*What is being asked:*
Could you give the entries again, exactly as written?
--- Records for processing Enclosed Below ---
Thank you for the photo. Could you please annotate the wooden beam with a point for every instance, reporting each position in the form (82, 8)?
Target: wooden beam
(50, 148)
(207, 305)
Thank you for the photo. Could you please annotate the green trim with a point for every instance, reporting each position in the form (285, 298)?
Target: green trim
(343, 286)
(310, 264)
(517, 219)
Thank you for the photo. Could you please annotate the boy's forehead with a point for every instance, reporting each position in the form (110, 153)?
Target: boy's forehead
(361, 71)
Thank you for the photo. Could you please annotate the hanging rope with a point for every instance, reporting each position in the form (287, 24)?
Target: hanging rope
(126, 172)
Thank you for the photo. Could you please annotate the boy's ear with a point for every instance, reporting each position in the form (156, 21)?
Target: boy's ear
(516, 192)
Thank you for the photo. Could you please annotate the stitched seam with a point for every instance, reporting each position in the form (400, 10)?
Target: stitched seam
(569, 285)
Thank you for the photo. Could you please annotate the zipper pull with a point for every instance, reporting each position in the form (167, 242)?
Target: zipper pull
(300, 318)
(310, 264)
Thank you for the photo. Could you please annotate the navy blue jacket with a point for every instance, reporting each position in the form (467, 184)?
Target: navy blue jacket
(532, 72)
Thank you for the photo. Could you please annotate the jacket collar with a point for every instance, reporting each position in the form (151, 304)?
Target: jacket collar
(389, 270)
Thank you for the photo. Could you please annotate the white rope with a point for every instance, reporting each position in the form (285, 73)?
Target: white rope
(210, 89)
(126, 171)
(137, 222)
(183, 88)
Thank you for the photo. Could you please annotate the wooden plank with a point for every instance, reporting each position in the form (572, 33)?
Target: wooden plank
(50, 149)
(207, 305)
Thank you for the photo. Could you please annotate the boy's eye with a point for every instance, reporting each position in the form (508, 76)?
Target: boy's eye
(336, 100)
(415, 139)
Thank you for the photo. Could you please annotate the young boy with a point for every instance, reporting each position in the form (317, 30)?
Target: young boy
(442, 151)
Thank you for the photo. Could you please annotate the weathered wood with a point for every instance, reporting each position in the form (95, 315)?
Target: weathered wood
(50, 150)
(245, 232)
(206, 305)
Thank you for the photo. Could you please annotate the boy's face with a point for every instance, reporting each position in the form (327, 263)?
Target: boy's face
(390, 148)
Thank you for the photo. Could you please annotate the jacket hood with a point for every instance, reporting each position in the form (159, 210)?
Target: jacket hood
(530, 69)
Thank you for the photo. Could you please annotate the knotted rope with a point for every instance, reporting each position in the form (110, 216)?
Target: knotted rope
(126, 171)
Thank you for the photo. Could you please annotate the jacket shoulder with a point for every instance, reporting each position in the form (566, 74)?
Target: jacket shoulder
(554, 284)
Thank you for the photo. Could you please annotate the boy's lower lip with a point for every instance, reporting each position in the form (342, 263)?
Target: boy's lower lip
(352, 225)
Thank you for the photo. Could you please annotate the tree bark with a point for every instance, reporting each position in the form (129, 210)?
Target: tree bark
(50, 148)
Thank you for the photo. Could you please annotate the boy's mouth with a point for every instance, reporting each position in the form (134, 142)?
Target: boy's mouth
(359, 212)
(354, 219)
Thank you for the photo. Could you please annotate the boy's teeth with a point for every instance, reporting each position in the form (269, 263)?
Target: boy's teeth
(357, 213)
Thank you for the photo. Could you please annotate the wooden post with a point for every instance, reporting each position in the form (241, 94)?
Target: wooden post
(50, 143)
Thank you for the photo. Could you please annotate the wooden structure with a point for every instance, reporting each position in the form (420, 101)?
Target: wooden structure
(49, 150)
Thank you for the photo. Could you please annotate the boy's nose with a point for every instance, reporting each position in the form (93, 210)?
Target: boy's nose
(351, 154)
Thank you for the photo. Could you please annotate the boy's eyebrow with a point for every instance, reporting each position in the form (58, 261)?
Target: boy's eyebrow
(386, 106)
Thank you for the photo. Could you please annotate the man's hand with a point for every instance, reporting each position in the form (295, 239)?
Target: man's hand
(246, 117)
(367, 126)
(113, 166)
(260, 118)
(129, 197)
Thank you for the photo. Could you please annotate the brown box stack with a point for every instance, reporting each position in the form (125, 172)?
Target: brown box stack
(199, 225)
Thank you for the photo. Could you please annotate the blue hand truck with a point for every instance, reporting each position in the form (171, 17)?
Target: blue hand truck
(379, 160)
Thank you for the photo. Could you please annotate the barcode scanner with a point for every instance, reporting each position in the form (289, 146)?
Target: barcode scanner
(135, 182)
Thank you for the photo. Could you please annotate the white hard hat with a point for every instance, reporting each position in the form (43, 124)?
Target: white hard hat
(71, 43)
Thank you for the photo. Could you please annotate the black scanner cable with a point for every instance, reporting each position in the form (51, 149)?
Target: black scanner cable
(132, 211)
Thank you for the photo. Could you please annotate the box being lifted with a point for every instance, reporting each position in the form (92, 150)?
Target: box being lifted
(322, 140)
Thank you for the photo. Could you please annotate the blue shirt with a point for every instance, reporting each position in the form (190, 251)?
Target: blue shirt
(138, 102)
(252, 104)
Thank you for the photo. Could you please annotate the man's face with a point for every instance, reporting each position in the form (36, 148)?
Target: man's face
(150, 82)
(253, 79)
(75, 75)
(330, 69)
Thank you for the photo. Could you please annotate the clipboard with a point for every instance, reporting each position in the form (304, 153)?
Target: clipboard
--- End of Enclosed Records for processing ---
*Answer to the problem:*
Thank you for the photo. Could you please annotate the wooden beam with a point for every instance, reporting each position in the form (82, 8)?
Target: wooden beam
(50, 148)
(207, 305)
Thank you for the photo. Could you please annotate the green trim with a point for every instance, reporting each position in the form (285, 298)?
Target: green trim
(343, 286)
(310, 264)
(517, 219)
Thank you for the photo. Could you please annotate the boy's forehead with a point for every instance, reporting each position in the form (110, 153)?
Target: boy's forehead
(361, 71)
Thank you for the photo. Could you please annotate the hanging rope with a point for every instance, reporting each position in the form (287, 24)?
Target: hanging rope
(126, 172)
Thank you for the photo. Could you please annotate the boy's ear with a point for every instance, reporting each position in the form (156, 21)?
Target: boy's ear
(516, 192)
Thank you for the photo. Could you please annotate the stitched seam with a point for every instance, reporting each position in the form (400, 10)?
Target: stitched seam
(569, 285)
Thank you for the photo. Could you please annotate the zipper pull with a point for every instance, reporting each position in the form (167, 242)?
Target: zipper pull
(300, 318)
(310, 264)
Thank you for the photo. Could you please annotate the navy blue jacket with a point for every instance, reporting each position in the form (467, 184)?
Target: navy blue jacket
(532, 72)
Thank you for the photo. Could you please annotate the jacket collar with a point for every instance, reporting each position in the form (151, 304)?
Target: jacket collar
(389, 270)
Thank you for the photo. Could you please annotate the white rope with a point for every instance, reporting each position in the form (285, 73)?
Target: white rope
(210, 89)
(126, 171)
(137, 222)
(183, 88)
Thank you for the photo. Could you please annotate the wooden plank with a point for every instance, reporting each position in the form (572, 33)?
Target: wooden plank
(50, 149)
(207, 305)
Thank you for the photo. Could you please annotate the boy's eye with a point for every instance, reporting each position in the form (508, 76)?
Target: boy's eye
(336, 100)
(415, 139)
Thank you for the photo. Could you please annotate the young boy with a point for every instance, reporting each position in the form (317, 30)?
Target: young boy
(442, 151)
Thank you for the photo. Could you please annotate the weathered wood with a point for every instance, reporting each position in the form (95, 315)?
Target: weathered wood
(50, 150)
(245, 232)
(206, 305)
Thank you for the photo. Could you please annotate the boy's face with a point for every instance, reporting each position in the form (327, 263)?
Target: boy's face
(390, 148)
Thank you for the photo. Could you please annotate the jacket hood with a point for every instance, reporting each position in the form (159, 210)?
Target: jacket hood
(530, 69)
Thank you for the photo. Could you please annotate the knotted rope with a point for every instance, reporting each position in the form (110, 216)?
Target: knotted rope
(126, 171)
Thank you for the photo. Could you please annotate the jacket shoulder with a point for every instance, reporting each position in the form (566, 74)?
Target: jacket shoulder
(554, 284)
Thank you for the photo. Could you please annotate the boy's lower lip with a point for every instance, reporting each position in the form (342, 263)?
Target: boy's lower lip
(352, 225)
Thank you for the photo. Could you please annotate the tree bark with a point for every instance, reporting each position in the form (129, 210)?
Target: tree bark
(50, 148)
Thank you for the photo. Could you please annotate the boy's mouth with a point for every instance, reporting each position in the form (134, 142)?
Target: boy's mouth
(359, 212)
(354, 219)
Thank you for the photo. Could you please annotate the boy's teeth with a point for every instance, reporting each position in the form (269, 263)?
Target: boy's teeth
(357, 213)
Thank you for the photo. Could you please annotate the wooden post with a point for every instance, reporting each position in the form (241, 94)?
Target: wooden post
(50, 143)
Thank you for the photo. Could you please annotate the wooden structure with a point for every instance, reporting each position in the form (420, 101)?
Target: wooden structure
(49, 150)
Thank you for the photo. Could you please annotate the boy's nose with a point for every instance, reporting each position in the form (93, 210)?
Target: boy's nose
(351, 154)
Thank you for the photo. Could you please annotate the boy's eyebrow with a point for every instance, reporting each position in the form (58, 261)?
Target: boy's eyebrow
(386, 106)
Thank you for the photo. Could you please annotate the man's hand with a point for every instance, reporting each position in the form (295, 239)?
Target: man's hand
(246, 117)
(367, 126)
(113, 166)
(260, 118)
(129, 197)
Thank you for the photo. Could you please annotate the brown box stack with a point for every instance, reporting each position in the form (125, 172)?
Target: brown box stack
(199, 225)
Thank you for the photo. Could you please annotate the blue hand truck with a point for every instance, reporting each position in the form (171, 17)?
Target: blue hand truck
(379, 160)
Thank you for the photo. Could you please annotate the barcode scanner with a point for every instance, reporting each position in the form (289, 146)?
Target: barcode scanner
(135, 182)
Thank you for the photo. Could you please annotate the white hard hat with a point for every instance, reporting each position in the form (43, 124)?
Target: white hard hat
(71, 43)
Thank you for the photo. Could you please annotate the black scanner cable with a point for every instance, reporting each position in the form (51, 149)?
Target: black scanner cable
(132, 211)
Thank you for the photo. Could you please annotate the box being lifted with a point for every instance, reporting each position in the form (92, 150)?
Target: box being lifted
(322, 140)
Thank you for the photo. Could you please annotate the blue shirt with a point for every instance, reporting each position in the form (190, 251)?
Target: blue shirt
(138, 102)
(252, 104)
Thank you for the photo. Could you please annotate the man's face with a point for every instance, reporting each position in the form (36, 148)?
Target: man's face
(150, 82)
(253, 79)
(75, 75)
(330, 69)
Thank you for the photo. Could you please annotate the clipboard with a point for every instance, reporting each position in the form (304, 153)?
Target: clipboard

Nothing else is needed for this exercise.